# [TASK STATEMENT]
Rescale part of the listing below by copying out every line, request lines included, from the line with "Can you spot the shrub?" up to and including the line with "x=352, y=178", and give only those lines. In each answer line, multiply the x and y coordinates by 0.55 and round them to whole numbers, with halves rounding up.

[BEGIN DATA TO USE]

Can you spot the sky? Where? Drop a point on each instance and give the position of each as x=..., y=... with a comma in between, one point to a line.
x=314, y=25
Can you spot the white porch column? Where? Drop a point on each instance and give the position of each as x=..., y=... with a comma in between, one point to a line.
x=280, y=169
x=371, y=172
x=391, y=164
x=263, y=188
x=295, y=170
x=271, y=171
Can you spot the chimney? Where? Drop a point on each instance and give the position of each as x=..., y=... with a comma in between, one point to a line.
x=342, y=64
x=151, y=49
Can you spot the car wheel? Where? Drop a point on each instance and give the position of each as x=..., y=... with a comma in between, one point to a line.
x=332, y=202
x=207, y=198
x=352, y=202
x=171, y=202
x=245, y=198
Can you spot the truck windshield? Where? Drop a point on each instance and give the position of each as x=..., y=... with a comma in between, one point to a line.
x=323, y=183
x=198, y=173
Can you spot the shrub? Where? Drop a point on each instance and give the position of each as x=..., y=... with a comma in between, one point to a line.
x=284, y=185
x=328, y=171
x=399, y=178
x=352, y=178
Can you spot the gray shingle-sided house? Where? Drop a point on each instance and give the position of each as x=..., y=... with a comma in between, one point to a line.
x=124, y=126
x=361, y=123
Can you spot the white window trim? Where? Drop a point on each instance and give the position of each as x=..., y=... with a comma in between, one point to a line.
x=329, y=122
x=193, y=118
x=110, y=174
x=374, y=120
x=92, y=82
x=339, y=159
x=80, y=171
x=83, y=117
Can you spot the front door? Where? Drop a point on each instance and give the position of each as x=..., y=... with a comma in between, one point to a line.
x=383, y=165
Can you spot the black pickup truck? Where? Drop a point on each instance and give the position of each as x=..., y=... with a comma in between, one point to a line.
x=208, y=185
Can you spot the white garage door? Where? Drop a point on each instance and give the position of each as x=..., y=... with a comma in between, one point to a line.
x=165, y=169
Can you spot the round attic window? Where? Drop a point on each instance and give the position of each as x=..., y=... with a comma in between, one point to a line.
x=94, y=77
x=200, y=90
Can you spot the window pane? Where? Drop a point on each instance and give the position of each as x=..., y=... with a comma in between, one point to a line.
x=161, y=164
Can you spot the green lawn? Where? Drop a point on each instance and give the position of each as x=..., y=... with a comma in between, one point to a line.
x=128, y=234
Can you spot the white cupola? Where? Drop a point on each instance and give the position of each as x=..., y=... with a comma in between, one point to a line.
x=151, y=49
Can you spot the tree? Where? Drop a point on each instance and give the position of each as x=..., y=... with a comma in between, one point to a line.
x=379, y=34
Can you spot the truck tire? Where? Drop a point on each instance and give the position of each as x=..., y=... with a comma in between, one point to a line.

[END DATA TO USE]

# [RESPONSE]
Can you spot the shrub? Where? Drop a point on each instance and give the position of each as x=..., y=... with a comma in between, one point to a line.
x=156, y=102
x=180, y=94
x=219, y=98
x=194, y=98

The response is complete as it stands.